§ **ASSIGNED TASK**
Repeat the material in full. Keep every line exactly as it is.

§ **DATASET RECORDS**
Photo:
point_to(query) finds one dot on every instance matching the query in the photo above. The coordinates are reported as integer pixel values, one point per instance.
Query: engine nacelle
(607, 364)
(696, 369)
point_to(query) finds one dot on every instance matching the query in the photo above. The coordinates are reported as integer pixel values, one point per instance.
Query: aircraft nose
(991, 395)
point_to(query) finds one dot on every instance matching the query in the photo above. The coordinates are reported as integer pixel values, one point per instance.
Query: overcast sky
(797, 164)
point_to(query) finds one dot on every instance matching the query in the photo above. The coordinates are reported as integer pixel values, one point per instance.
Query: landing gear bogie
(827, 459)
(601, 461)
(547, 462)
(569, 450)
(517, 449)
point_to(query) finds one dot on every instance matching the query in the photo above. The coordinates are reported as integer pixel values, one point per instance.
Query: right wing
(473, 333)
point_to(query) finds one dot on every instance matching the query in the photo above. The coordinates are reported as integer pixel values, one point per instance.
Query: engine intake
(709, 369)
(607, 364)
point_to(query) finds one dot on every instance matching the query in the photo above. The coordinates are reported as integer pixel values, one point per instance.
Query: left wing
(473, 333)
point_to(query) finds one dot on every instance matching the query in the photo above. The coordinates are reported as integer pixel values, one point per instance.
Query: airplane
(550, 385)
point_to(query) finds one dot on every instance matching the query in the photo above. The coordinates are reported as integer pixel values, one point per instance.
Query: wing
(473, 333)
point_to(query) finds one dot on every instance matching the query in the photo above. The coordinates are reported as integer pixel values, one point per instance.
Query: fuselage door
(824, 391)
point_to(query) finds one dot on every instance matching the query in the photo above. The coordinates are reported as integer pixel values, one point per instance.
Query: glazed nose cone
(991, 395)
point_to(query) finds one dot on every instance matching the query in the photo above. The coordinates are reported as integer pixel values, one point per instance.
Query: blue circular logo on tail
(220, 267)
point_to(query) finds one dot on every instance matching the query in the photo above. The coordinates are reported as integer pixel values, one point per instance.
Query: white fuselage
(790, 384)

§ **EXPECTED ANSWER**
Photo:
point_to(query) finds one dot on every instance matching the query in the photo above. The coordinates are reported as integer pixel values, one point per instance.
Query: engine nacelle
(607, 364)
(696, 369)
point_to(query) finds one dot on every instance matching the query in the photo above. The coordinates are reported as integer pixel values, one point per instance.
Query: aircraft nose
(991, 395)
point_to(query) finds one dot on every instance matching the query in the photo above. The coordinates are reported as integer pixel values, one point per instance.
Query: overcast sky
(797, 164)
point_to(query) finds one dot on every instance matching the query in the photo above. The coordinates are reported as integer pixel values, one point per instance.
Query: landing gear bogie
(827, 459)
(601, 461)
(547, 462)
(569, 450)
(517, 449)
point_to(query) finds one dot on every instance matching the query in the photo above. The coordinates are reported as integer pixel values, one point per instance.
Query: right wing
(473, 333)
point_to(query) finds one dot on every instance matching the query in the photo above. The coordinates are reported as integer pixel values, one point per instance.
Query: engine intake
(709, 369)
(607, 364)
point_to(query) finds one dot on every instance matching the query in the photo above. The coordinates are reported as integer pixel values, one point per instance.
Query: left wing
(473, 333)
point_to(query) finds one dot on every instance matching the query in the photo above. The coordinates are reported as integer pixel values, one point per instance.
Query: airplane
(550, 385)
point_to(query) finds one dot on every instance matching the query in the photo above. The coordinates are reported as integer pixel values, one point per instance.
Query: wing
(473, 333)
point_to(query) finds one dot on every instance matching the query in the photo above. The coordinates are reported as integer pixel values, one point per instance.
Query: fuselage door
(824, 391)
point_to(query) finds one dot on every instance matching the query in the photo above. The coordinates are reported as integer pixel values, one point per instance.
Query: glazed nose cone
(991, 395)
point_to(query) finds one dot on every instance matching the query in the photo above. The coordinates are reported as integer pixel values, one point per instance.
Query: blue circular logo on tail
(220, 267)
point_to(query) finds one dot on every instance matching the query in the photo above. The coordinates are reported as integer pixel values, one point per instance.
Query: white fuselage
(790, 384)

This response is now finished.